╭─ DATASET RECORDS
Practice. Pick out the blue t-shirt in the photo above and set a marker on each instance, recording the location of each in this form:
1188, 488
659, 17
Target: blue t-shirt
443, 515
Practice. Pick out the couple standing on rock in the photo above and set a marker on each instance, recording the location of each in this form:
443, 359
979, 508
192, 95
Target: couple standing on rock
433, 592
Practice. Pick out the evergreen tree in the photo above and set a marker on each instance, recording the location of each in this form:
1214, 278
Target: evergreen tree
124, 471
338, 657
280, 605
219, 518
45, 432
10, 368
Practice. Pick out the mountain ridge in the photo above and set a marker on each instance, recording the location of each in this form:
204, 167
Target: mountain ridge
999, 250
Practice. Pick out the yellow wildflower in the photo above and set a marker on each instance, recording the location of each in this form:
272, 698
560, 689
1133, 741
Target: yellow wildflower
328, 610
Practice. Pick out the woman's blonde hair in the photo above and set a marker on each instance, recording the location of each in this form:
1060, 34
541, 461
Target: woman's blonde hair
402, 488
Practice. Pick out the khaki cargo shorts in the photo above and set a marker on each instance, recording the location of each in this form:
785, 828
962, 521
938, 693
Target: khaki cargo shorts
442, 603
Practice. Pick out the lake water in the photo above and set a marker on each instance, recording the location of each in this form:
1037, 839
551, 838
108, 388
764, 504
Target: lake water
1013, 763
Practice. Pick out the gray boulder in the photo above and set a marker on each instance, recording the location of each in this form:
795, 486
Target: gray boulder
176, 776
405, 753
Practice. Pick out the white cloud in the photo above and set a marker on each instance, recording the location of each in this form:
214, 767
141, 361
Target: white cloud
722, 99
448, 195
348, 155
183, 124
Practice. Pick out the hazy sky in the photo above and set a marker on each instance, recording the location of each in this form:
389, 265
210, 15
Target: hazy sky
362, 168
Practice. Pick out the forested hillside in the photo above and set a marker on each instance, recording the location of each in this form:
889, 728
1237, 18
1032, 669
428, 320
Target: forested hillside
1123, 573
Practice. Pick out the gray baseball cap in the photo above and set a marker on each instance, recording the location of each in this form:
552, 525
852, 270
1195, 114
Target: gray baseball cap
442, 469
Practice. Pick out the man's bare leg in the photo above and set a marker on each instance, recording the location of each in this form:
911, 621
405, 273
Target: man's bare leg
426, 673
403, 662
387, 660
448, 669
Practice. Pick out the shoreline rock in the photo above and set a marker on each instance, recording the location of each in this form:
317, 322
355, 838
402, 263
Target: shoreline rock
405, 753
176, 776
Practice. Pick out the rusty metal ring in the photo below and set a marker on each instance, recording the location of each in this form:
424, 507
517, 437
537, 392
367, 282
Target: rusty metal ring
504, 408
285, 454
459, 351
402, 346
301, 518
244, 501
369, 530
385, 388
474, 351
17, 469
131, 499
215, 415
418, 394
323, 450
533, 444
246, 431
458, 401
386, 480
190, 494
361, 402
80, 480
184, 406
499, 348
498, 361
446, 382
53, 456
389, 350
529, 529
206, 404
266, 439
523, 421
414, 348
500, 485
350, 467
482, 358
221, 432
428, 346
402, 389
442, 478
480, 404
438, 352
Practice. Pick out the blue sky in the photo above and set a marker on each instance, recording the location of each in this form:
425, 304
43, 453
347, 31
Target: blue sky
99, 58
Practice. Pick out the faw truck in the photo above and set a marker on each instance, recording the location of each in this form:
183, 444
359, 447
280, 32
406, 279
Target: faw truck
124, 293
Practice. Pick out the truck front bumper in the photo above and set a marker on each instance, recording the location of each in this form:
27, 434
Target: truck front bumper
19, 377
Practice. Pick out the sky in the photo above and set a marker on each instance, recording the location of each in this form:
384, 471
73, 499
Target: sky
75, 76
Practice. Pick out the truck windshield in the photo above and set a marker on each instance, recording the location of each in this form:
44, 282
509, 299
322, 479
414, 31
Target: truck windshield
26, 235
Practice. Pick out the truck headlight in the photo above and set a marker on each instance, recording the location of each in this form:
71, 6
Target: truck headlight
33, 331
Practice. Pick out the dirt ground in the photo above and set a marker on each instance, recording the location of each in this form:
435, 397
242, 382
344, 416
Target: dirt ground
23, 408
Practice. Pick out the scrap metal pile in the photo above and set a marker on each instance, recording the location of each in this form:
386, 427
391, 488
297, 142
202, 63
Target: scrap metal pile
╰─
Determine the number of lines in the preceding data that contain the word "pile". Reply with that number only.

▸ ANSWER SPACE: 2